## Written task
Write out precisely the lines beginning with the line that contains "it for oven" and ending with the last line of the entries, and no other lines.
Data for this task start
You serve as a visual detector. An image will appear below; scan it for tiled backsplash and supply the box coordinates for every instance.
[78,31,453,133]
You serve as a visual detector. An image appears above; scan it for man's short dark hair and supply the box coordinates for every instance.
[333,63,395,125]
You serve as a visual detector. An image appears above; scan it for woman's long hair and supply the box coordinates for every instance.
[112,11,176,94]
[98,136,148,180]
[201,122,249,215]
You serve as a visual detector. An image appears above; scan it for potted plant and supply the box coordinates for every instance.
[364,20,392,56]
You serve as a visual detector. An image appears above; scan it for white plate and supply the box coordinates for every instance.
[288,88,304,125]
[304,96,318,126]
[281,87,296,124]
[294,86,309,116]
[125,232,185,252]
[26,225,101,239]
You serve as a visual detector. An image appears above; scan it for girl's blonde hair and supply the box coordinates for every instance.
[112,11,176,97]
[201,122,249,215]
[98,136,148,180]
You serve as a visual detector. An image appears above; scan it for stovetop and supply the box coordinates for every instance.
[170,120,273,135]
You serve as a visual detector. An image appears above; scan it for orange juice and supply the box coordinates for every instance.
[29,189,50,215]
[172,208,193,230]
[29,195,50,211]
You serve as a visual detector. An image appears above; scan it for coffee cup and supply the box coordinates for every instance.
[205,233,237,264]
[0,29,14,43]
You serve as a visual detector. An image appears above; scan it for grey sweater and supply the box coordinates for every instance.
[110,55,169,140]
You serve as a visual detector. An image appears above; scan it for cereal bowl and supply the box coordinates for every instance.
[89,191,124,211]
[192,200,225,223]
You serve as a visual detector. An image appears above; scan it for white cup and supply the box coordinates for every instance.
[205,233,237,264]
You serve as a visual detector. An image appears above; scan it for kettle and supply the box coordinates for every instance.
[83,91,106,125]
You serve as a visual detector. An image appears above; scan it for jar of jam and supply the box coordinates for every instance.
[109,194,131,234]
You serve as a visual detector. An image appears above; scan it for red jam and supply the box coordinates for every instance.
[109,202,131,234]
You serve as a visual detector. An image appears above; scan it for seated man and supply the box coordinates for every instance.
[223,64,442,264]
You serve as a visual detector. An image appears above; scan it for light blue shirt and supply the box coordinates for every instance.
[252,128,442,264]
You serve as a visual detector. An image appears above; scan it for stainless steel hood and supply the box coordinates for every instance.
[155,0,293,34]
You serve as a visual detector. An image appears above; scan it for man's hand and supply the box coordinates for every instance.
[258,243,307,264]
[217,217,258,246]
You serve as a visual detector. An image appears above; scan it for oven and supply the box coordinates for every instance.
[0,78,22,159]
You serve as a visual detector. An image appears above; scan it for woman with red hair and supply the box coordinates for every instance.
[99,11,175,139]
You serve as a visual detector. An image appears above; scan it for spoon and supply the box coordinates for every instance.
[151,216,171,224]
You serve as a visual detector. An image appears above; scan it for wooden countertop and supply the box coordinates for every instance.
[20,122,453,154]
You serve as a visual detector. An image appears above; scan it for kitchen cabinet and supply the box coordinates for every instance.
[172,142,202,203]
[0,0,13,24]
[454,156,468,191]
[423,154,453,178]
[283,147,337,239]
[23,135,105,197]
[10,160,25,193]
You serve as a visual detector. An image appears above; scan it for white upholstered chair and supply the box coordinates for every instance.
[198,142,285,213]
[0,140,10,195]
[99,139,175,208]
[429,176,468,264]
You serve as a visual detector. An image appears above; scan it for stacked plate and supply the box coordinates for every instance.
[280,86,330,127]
Data for this task end
## Expected answer
You serve as a visual detector. An image appears above; scan it for oven and supply the box coordinates for every instance.
[0,78,22,159]
You serve as a visual detector. An image appears above; scan it for woman with red hair and supply the box coordinates for every instance.
[99,11,175,139]
You serve as a visual detector. An image appears above; scan it for spoon and supply the box coordinates for every instance.
[151,216,171,224]
You serve as a visual detector. An image appears above; scan it for wooden countertop and supply the box coordinates for every instance.
[20,122,453,154]
You serve as a visual detector. An image appears above; scan it for kitchen cabinet and supply the box coordinates for every instance.
[172,142,202,203]
[0,0,13,24]
[454,156,468,191]
[423,154,453,178]
[283,147,337,239]
[23,135,105,197]
[10,160,25,193]
You serve as a visual detector. An image appears above; scan it for white upholstered chair and supply the box coordinates for every instance.
[198,142,285,213]
[0,140,10,195]
[99,139,175,208]
[429,176,468,264]
You serve as a visual detector. An image appears above; scan it for stacked plate and supply the box coordinates for every instance.
[280,86,330,127]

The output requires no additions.